**SET PROBLEM 1**
Set down the part of the course syllabus below starting at "Valid from: Autumn" and ending at "and Non-linear systems.", word for word.

**EXTRACTED TEXT**
___

Course Syllabus for

# Mathematical Statistics, Time Series Analysis Matematisk statistik, tidsserieanalys

## FMSN45F, 7.5 credits

Valid from: Autumn 2020
Decided by: Professor Thomas Johansson
Date of establishment: 2020-05-19

## General Information

Division: Mathematical Statistics
Course type: Course given jointly for second and third cycle
The course is also given at second-cycle level with course code: FMSN45
Teaching language: English

## Aim

Practical and theoretical knowledge in modelling, estimation, validation, prediction, and interpolation of time discrete dynamical stochastic systems, mainly linear systems. The course also gives a basis for further studies of time series systems, e.g. Financial statistics and Non-linear systems.

___

**RECORD SET**
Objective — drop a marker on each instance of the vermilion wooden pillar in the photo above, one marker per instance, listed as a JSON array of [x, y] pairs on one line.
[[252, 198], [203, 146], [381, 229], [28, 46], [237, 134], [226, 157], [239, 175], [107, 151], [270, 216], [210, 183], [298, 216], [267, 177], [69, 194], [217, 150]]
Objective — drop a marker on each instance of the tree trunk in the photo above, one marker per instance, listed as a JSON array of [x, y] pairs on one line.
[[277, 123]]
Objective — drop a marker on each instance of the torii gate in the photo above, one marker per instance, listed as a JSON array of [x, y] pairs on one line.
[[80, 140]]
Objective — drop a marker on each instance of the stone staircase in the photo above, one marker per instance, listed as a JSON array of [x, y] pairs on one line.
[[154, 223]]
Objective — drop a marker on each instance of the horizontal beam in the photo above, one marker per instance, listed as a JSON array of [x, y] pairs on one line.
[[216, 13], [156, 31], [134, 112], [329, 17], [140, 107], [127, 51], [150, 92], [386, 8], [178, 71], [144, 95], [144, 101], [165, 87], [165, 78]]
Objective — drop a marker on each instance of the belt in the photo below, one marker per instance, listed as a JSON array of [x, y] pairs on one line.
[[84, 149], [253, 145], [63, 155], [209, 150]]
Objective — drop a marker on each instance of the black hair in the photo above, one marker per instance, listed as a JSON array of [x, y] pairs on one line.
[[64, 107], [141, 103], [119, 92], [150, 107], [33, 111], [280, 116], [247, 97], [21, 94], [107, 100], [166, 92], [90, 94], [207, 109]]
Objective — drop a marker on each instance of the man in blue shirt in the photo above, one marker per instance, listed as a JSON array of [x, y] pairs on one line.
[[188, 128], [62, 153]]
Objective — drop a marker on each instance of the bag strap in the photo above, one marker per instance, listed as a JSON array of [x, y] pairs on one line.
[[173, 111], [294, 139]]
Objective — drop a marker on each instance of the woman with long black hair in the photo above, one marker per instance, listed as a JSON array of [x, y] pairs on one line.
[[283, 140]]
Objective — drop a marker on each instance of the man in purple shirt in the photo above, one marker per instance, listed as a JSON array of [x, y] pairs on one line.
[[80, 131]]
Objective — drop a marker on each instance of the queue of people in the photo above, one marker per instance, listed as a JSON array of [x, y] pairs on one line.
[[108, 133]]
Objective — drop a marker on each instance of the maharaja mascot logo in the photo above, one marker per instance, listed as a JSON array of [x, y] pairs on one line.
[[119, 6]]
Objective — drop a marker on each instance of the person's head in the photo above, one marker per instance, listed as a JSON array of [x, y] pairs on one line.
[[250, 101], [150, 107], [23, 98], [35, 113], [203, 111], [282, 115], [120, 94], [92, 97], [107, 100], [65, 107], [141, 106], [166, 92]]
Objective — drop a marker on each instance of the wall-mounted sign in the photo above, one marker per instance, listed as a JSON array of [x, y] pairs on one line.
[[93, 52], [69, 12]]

___

**SET PROBLEM 2**
Rewrite the lines of the entries starting at the line that contains "man in blue" and ending at the line that contains "[[80, 131]]", both included, as a JSON list of strings with one string per line and blank lines left out.

**COMPLETE ANSWER 1**
Valid from: Autumn 2020
Decided by: Professor Thomas Johansson
Date of establishment: 2020-05-19

## General Information

Division: Mathematical Statistics
Course type: Course given jointly for second and third cycle
The course is also given at second-cycle level with course code: FMSN45
Teaching language: English

## Aim

Practical and theoretical knowledge in modelling, estimation, validation, prediction, and interpolation of time discrete dynamical stochastic systems, mainly linear systems. The course also gives a basis for further studies of time series systems, e.g. Financial statistics and Non-linear systems.

**COMPLETE ANSWER 2**
[
  "Objective — drop a marker on each instance of the man in blue shirt in the photo above, one marker per instance, listed as a JSON array of [x, y] pairs on one line.",
  "[[188, 128], [62, 153]]",
  "Objective — drop a marker on each instance of the bag strap in the photo above, one marker per instance, listed as a JSON array of [x, y] pairs on one line.",
  "[[173, 111], [294, 139]]",
  "Objective — drop a marker on each instance of the woman with long black hair in the photo above, one marker per instance, listed as a JSON array of [x, y] pairs on one line.",
  "[[283, 140]]",
  "Objective — drop a marker on each instance of the man in purple shirt in the photo above, one marker per instance, listed as a JSON array of [x, y] pairs on one line.",
  "[[80, 131]]"
]